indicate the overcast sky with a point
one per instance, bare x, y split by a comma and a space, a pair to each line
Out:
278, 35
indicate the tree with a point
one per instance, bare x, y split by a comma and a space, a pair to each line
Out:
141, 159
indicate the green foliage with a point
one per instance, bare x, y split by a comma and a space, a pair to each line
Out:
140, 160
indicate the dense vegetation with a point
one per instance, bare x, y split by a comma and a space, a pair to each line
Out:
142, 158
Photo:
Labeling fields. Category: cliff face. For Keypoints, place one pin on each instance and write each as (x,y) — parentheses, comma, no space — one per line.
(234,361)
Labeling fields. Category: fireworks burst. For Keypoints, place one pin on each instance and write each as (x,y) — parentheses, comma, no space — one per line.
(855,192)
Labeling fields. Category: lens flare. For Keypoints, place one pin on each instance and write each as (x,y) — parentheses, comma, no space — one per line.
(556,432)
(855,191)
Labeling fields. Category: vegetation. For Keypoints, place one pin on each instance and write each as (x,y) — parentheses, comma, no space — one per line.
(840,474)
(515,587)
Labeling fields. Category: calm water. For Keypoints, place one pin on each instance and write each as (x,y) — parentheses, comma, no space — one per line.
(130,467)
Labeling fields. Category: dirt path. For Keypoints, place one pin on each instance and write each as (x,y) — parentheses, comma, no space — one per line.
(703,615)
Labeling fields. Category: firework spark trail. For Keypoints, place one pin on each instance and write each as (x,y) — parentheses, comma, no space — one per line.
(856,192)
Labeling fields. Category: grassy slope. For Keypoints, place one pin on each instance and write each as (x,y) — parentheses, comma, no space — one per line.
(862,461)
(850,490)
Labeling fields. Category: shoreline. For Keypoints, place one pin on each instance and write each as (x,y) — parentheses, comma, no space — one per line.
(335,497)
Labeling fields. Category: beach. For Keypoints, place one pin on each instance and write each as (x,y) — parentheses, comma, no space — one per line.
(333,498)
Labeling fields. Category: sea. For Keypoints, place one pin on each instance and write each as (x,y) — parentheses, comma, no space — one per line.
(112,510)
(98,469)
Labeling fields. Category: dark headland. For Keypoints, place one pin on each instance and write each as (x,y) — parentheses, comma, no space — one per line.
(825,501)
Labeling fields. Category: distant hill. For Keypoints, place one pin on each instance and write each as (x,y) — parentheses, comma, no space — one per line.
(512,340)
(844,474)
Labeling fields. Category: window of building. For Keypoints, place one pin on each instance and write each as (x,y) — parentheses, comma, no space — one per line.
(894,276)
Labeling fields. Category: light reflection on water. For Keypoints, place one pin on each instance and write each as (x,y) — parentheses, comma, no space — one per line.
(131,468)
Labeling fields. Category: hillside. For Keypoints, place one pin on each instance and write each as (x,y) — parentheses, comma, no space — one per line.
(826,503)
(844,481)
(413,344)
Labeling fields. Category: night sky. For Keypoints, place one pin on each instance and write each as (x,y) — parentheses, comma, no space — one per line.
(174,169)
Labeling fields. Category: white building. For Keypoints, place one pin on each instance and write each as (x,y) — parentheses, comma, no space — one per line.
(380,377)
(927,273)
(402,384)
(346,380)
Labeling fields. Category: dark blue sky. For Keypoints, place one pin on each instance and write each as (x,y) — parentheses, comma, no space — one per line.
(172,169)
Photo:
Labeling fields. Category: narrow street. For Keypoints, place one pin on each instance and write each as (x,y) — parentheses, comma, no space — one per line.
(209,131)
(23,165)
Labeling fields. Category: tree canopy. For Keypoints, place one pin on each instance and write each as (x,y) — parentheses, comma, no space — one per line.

***

WHAT THE TASK ASKS => Copy all of the records above word for word.

FINISHED EXERCISE =>
indicate the overcast sky with a point
one per instance, bare x, y split by a comma and a space, a pair to each line
Out:
278, 35
indicate the tree with a point
one per instance, bare x, y split by a comma and a space, a pair to each line
Out:
141, 159
indicate the green foliage with a point
one per instance, bare x, y split by a comma and a space, a pair to each line
Out:
140, 160
indicate the dense vegetation with a point
one per instance, bare x, y split by a comma and a space, a pair to each line
Out:
142, 158
Photo:
Labeling fields. Category: cliff face. For Keypoints, place one pin on each instance and write each as (x,y) — parentheses, comma, no space — one per line.
(234,361)
Labeling fields. Category: fireworks burst. For Keypoints, place one pin on each instance and write each as (x,y) — parentheses, comma, no space — one per line.
(855,192)
Labeling fields. Category: lens flare. For Keypoints, place one pin on each instance and write each as (x,y) — parentheses, comma, no space — one per line.
(556,432)
(855,191)
Labeling fields. Category: vegetation. For Keypoints, place one pin on each instance and write each as (x,y) — parentheses, comma, no space — one per line.
(840,474)
(515,587)
Labeling fields. Category: calm water. For Keypoints, place one pin on each instance and write each as (x,y) — parentheses, comma, no space — one per line.
(130,467)
Labeling fields. Category: dirt path. For Keypoints, place one pin on each instance and write each as (x,y) — parentheses, comma, no space — one per line.
(703,615)
Labeling fields. Category: firework spark trail. For Keypoints, place one pin on each instance and write each as (x,y) — parentheses, comma, no space — one per line.
(856,192)
Labeling fields. Category: grassy slope. For Keypoints, place one pin on each instance and write each as (x,y) — parentheses, comma, no space — one per line.
(862,461)
(850,490)
Labeling fields. Category: shoreline. For Keypoints, place one pin on each instance and write each as (x,y) — parentheses, comma, no space — one per line.
(335,497)
Labeling fields. Category: beach. For Keypoints, place one pin on each instance and write each as (x,y) — parentheses, comma, no space — one per line.
(333,498)
Labeling fields. Category: sea. For Keypoints, place one pin on each instance and write each as (x,y) — parentheses, comma, no space — one per line.
(112,510)
(98,469)
Labeling fields. Category: dark headland. For Keypoints, place one pin on each instance and write each as (x,y) — parentheses, comma, no space — one per line.
(825,501)
Labeling fields. Category: distant hill. For Keypoints, place one pin on each instance and write each as (x,y) — parentheses, comma, no space — one per line.
(512,340)
(844,474)
Labeling fields. Category: window of building. For Keypoints, place one pin on each instance and write each as (x,y) — parentheses, comma, no space — one per line.
(894,276)
Labeling fields. Category: light reflection on water. For Keypoints, place one pin on each instance and write each as (x,y) — parentheses, comma, no space — one per line.
(131,468)
Labeling fields. Category: hillside. For Keypoints, place one pin on each instance and write each as (x,y) — parentheses, comma, no space — one per line.
(826,503)
(844,481)
(413,344)
Labeling fields. Category: night sky. For Keypoints, place one pin on each instance and write each as (x,y) — parentheses, comma, no space — one per line.
(174,169)
Labeling fields. Category: white building. For Keypoints, place one pin on each instance and write each as (x,y) — parentheses, comma, no space — one per line.
(380,377)
(927,273)
(402,384)
(346,380)
Labeling fields. Category: dark blue sky. For Keypoints, place one pin on each instance and write each as (x,y) — parentheses, comma, no space — one per line.
(172,169)
Photo:
Labeling fields. Category: narrow street. For Keypoints, place one pin on each instance and write each as (x,y) — parentheses, comma, no space — one per line.
(209,131)
(23,165)
Labeling fields. Category: tree canopy. For Keypoints, place one pin on each instance and write each as (x,y) — parentheses, comma, no space — one per line.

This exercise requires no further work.